Directions:
1. Answer these about the passage on nonfiction and film:
(a) Besides novels and short stories, what have filmmakers long relied on for film content?
(b) In what year was the Coen Brothers' film Fargo made?
(c) What does the title card at the start of Fargo inform the audience of?
2. From the passage on nonfiction and film, output the part that opens with the words containing "As we continue" and closes with "degree of accuracy?", copied word for word.

As we continue to examine examples of adaptation beyond literary fiction, we turn to a cinematic representation of actual events. In addition to novels and short stories, filmmakers have long relied on recent or ancient history for their film content. These films might pay tribute to the lives of extraordinary historical figures, or expose some political or historical injustice, or chronicle a significant event. Filmmakers can portray events and people from the distant past, or they can bring contemporary stories to life to draw attention to the social issues they illustrate. This invites a key question: what responsibility do filmmakers have to tell stories about real life people and events with a high degree of accuracy?
NON FICTION AND FILM
The Coen Brothers’ 1996 film Fargo tells the true story of a particularly notorious crime that took place in the American Midwest in the 1980s. It begins with this title card, which informs the audience of its authenticity.

Records:
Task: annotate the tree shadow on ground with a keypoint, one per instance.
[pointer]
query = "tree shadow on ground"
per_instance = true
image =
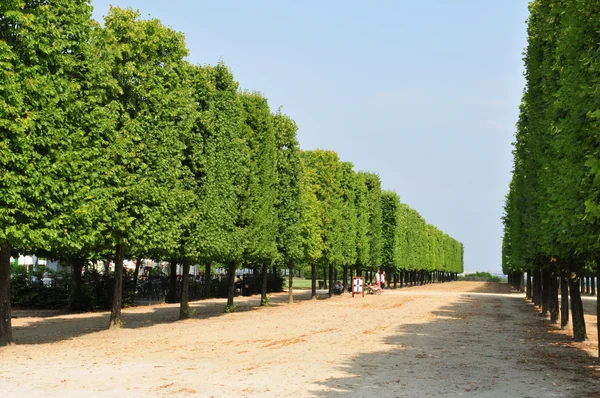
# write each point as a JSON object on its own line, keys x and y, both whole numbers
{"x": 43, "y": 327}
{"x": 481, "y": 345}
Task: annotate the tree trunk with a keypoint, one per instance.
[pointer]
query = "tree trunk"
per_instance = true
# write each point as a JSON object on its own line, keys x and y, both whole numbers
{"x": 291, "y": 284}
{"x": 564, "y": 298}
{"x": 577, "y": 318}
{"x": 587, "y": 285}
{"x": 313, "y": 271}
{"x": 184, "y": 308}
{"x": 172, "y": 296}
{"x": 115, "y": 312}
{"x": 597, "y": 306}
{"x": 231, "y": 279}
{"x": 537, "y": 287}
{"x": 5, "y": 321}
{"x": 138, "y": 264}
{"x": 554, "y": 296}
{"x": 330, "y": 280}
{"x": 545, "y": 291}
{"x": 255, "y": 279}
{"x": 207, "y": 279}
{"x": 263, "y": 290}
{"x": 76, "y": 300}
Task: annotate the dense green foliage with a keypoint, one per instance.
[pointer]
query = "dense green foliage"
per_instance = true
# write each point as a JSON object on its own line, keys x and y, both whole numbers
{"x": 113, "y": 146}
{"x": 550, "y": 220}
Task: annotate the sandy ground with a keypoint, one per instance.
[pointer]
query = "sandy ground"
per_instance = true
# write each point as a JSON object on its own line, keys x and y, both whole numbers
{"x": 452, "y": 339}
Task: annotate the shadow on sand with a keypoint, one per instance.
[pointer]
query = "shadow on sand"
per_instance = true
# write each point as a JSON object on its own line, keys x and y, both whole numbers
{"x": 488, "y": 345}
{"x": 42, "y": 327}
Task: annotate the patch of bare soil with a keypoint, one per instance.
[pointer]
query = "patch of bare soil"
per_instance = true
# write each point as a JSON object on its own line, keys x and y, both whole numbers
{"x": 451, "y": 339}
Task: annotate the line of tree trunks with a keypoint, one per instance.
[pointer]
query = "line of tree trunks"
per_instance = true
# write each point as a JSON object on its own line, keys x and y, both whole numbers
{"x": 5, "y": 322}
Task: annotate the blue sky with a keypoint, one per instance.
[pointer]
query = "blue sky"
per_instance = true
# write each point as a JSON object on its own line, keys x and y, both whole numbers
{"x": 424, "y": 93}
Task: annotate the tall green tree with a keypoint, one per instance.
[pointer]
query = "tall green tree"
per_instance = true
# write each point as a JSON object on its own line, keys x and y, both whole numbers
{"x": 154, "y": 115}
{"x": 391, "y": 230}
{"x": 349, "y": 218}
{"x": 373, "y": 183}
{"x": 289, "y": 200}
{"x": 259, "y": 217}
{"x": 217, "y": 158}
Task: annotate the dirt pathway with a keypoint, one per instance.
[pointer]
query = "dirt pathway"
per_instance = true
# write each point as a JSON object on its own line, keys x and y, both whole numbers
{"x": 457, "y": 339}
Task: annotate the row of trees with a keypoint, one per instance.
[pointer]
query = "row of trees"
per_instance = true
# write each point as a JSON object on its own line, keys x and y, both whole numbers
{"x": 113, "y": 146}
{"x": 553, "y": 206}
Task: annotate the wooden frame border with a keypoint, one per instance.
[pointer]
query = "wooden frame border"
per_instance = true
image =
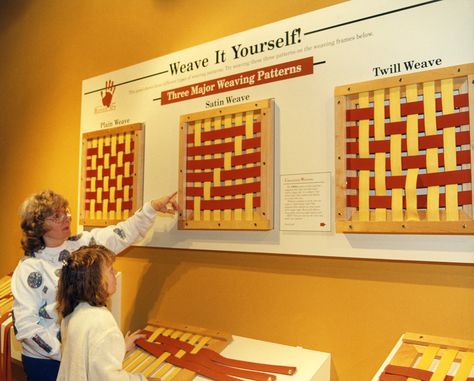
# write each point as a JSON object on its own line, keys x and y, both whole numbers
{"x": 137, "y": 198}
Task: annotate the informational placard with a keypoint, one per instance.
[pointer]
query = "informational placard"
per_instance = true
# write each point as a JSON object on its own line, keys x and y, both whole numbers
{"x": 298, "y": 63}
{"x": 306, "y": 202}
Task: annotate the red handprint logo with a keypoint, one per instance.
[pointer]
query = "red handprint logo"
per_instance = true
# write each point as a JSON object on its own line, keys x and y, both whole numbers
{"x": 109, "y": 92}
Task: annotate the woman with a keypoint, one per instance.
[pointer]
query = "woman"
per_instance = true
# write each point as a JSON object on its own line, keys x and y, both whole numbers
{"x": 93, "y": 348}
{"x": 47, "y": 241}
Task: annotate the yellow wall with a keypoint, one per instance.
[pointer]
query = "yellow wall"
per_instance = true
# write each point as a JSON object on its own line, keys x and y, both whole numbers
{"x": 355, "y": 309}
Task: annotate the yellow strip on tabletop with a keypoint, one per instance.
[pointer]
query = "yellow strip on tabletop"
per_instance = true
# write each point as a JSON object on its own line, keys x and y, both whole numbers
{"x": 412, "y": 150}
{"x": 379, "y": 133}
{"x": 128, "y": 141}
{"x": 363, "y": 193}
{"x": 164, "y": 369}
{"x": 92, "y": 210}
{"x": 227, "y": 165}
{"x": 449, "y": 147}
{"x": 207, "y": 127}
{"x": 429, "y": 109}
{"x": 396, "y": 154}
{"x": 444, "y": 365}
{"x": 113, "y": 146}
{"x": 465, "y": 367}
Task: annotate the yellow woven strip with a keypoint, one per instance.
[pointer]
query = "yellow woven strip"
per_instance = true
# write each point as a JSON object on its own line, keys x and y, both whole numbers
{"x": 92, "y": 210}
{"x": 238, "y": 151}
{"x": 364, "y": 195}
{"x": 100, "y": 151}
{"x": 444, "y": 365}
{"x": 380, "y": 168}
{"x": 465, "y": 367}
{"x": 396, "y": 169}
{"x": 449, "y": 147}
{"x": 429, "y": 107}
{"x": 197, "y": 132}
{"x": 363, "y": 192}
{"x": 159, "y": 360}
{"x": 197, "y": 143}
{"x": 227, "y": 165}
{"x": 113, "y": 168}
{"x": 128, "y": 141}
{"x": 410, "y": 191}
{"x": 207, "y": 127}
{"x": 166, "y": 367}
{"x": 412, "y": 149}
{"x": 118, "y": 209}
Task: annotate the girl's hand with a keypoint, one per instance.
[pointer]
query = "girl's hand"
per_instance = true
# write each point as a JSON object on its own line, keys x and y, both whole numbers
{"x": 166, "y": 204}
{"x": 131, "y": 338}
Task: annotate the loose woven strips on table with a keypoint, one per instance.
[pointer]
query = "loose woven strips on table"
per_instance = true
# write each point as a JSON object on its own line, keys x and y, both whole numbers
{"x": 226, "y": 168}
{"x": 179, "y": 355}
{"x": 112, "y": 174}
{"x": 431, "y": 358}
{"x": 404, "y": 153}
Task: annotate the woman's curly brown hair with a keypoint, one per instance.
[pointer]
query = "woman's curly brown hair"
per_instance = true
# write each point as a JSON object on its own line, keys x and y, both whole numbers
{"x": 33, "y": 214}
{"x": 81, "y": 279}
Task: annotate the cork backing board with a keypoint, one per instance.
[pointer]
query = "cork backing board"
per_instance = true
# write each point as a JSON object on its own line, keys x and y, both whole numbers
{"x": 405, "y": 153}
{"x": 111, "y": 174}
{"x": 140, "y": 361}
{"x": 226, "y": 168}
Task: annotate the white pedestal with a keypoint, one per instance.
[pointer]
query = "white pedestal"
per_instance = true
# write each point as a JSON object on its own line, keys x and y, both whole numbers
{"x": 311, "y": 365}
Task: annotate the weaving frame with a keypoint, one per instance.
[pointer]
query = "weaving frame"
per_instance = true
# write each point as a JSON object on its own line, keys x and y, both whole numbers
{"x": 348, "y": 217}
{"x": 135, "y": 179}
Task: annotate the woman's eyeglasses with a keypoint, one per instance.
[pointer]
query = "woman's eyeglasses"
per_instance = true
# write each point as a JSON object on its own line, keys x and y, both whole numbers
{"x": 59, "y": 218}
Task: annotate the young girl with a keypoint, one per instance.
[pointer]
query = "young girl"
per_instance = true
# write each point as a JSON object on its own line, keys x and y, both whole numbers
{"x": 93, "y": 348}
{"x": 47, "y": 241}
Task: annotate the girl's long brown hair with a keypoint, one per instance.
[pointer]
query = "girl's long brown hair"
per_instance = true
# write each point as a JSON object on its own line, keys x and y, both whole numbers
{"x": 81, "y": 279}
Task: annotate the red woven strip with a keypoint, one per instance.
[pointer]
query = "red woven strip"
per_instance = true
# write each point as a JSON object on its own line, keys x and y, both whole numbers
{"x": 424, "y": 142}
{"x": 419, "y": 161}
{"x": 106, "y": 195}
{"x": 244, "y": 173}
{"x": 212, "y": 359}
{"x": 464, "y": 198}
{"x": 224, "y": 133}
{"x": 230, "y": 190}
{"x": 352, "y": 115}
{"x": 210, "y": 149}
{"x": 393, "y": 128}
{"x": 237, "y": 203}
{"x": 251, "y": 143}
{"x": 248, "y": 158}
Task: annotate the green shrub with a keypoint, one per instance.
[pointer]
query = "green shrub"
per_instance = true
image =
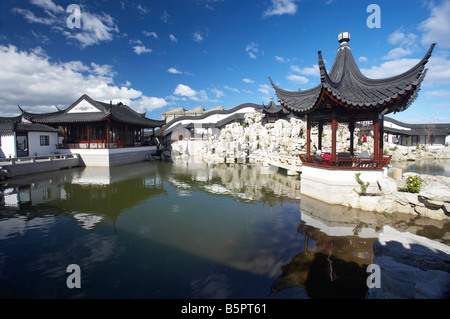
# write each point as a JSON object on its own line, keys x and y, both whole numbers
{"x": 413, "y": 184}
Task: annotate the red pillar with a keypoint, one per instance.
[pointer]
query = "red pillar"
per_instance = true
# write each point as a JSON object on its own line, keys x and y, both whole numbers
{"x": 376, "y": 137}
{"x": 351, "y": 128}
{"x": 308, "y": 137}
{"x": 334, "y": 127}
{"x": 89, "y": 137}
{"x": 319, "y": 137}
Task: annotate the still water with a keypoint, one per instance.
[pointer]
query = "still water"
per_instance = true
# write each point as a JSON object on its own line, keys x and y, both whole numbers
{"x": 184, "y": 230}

Outputs by task:
1.
(a) Recent or ancient history
(b) 1996
(c) Its authenticity

2.
As we continue to examine examples of adaptation beyond literary fiction, we turn to a cinematic representation of actual events. In addition to novels and short stories, filmmakers have long relied on recent or ancient history for their film content. These films might pay tribute to the lives of extraordinary historical figures, or expose some political or historical injustice, or chronicle a significant event. Filmmakers can portray events and people from the distant past, or they can bring contemporary stories to life to draw attention to the social issues they illustrate. This invites a key question: what responsibility do filmmakers have to tell stories about real life people and events with a high degree of accuracy?